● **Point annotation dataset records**

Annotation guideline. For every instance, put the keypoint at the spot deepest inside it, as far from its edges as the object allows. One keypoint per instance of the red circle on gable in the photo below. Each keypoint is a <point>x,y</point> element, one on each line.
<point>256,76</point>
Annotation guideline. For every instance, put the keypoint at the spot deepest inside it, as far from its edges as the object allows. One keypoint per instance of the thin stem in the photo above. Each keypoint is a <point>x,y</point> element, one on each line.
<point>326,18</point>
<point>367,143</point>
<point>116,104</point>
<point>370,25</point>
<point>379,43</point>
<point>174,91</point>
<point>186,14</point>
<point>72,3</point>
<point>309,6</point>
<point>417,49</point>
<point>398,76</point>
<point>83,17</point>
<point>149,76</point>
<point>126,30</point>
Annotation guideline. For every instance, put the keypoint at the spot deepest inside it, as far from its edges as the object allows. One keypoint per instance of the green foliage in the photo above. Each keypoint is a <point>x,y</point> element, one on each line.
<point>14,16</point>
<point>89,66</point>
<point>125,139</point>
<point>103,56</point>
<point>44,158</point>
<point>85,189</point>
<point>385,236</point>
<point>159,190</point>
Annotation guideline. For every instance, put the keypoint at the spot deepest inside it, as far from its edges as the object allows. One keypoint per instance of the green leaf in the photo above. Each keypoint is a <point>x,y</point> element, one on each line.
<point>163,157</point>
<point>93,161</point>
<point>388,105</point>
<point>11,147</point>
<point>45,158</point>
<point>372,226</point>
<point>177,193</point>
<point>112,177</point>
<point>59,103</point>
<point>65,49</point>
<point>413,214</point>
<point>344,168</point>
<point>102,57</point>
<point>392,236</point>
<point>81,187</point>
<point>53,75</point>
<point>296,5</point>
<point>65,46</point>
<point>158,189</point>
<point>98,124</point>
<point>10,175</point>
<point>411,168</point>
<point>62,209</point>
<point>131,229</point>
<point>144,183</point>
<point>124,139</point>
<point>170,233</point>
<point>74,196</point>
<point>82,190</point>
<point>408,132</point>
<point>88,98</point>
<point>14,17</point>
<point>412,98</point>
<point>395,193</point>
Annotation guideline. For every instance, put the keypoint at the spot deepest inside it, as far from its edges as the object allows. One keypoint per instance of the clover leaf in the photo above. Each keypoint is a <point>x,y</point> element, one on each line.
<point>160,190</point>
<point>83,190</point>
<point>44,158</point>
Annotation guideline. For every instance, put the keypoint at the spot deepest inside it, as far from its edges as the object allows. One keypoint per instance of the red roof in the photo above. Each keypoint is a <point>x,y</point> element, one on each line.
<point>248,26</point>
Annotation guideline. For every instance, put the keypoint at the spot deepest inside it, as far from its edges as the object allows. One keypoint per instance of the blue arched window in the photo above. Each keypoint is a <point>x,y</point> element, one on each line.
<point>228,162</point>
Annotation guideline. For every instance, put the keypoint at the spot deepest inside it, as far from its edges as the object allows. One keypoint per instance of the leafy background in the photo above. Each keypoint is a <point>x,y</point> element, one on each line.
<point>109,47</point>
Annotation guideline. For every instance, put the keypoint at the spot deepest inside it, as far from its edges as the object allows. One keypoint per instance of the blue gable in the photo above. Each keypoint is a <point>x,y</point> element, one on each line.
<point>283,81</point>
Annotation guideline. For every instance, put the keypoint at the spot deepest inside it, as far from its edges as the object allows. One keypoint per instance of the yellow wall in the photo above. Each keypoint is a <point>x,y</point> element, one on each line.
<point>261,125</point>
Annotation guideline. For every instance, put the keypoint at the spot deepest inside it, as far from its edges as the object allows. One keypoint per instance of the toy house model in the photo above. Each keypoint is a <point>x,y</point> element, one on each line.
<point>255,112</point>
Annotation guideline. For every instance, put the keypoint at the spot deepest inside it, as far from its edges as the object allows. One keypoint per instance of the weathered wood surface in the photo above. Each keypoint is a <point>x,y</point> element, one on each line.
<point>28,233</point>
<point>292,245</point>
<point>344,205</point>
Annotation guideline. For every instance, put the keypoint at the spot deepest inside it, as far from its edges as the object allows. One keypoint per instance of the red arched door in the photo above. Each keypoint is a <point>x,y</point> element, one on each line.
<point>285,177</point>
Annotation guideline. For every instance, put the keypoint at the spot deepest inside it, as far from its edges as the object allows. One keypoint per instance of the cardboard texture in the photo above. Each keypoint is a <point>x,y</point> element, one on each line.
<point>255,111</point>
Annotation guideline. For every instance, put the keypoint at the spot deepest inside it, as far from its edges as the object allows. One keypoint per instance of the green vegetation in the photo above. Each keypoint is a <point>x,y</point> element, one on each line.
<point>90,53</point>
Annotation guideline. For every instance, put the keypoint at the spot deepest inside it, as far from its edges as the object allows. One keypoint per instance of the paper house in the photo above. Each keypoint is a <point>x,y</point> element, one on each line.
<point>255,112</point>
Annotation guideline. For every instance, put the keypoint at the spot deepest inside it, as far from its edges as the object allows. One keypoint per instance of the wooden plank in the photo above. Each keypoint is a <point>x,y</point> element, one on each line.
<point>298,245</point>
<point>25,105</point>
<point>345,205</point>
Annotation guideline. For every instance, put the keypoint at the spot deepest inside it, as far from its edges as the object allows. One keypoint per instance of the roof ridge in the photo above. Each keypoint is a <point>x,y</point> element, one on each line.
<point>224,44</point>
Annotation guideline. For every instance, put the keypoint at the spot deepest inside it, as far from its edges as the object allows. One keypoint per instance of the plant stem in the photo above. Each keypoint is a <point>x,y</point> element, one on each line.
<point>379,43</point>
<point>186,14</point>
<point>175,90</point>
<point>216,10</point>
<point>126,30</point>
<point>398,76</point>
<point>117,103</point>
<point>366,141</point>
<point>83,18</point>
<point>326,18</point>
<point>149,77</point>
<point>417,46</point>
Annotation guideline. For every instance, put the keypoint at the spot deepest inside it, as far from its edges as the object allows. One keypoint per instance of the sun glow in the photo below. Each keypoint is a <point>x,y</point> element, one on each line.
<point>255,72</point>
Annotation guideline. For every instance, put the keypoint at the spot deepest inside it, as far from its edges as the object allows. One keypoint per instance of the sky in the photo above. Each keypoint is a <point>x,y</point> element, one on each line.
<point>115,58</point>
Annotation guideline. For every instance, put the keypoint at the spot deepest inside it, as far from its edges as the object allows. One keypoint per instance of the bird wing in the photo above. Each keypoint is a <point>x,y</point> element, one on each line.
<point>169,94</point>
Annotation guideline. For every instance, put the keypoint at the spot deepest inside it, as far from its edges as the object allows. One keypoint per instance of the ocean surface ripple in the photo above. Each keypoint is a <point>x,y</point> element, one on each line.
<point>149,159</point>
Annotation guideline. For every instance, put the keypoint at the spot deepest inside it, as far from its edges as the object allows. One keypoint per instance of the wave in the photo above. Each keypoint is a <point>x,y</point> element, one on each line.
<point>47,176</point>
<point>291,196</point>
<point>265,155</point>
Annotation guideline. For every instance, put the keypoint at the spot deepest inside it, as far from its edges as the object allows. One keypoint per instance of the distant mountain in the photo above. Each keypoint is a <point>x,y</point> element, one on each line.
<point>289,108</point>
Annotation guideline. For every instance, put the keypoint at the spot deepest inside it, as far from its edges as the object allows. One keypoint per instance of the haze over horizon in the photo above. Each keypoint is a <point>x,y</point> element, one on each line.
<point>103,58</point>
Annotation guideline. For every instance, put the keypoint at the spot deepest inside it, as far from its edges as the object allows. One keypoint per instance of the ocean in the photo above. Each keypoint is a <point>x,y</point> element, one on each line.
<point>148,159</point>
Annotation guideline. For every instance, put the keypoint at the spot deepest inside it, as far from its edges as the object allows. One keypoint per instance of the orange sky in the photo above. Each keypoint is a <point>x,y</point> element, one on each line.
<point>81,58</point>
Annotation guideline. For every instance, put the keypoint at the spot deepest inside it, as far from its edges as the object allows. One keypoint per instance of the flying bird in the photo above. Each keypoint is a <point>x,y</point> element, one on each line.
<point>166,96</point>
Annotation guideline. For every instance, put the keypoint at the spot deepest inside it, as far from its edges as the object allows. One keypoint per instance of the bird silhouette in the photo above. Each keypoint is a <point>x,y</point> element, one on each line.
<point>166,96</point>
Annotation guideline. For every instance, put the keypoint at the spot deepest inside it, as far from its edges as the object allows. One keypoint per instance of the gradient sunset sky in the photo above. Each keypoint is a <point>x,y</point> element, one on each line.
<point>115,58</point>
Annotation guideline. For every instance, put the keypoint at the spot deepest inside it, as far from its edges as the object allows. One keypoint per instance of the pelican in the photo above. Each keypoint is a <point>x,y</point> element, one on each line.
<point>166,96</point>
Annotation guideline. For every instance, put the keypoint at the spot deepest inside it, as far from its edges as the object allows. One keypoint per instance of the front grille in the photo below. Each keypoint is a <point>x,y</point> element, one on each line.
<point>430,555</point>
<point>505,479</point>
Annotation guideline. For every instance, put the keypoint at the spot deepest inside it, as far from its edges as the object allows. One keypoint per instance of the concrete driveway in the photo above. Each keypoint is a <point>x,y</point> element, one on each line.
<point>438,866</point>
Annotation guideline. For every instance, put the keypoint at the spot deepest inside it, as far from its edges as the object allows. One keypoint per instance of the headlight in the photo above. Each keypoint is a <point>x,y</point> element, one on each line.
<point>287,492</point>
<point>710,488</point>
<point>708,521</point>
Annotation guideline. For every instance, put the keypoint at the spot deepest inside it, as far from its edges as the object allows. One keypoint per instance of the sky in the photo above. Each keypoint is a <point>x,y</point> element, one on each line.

● **THE REQUEST**
Format as a numbered list the lines beginning with the line that contains "the bird silhouette" and continuing through the line that contains "<point>505,479</point>", omitting any blank lines.

● **THE RESPONSE**
1. Annotation guideline. For every instance, put the keypoint at the spot deepest inside it, as far from its edges as the object allows. One keypoint per instance of the bird silhouette in the photo above. Each keypoint is a <point>x,y</point> element, one on each line.
2. <point>166,96</point>
3. Annotation guideline. For every instance, put the keypoint at the spot deepest inside it, as far from its edges as the object allows. One keypoint per instance of the gradient sunset sky in the photo above. Each keypoint is a <point>x,y</point> element, one on each line.
4. <point>115,58</point>
5. Annotation guideline. For every instance, put the keypoint at the spot deepest inside it, as far from its edges as the object allows. One keypoint per instance of the pelican in the photo above. Each keypoint is a <point>x,y</point> element, one on each line.
6. <point>166,96</point>
7. Annotation guideline. For every instance, put the keypoint at the spot deepest inside it, as far from its edges as the object allows. One keypoint per instance of the front grille in the photo below. Each keypoint is a <point>x,y</point> element, one on each line.
8. <point>430,555</point>
9. <point>505,479</point>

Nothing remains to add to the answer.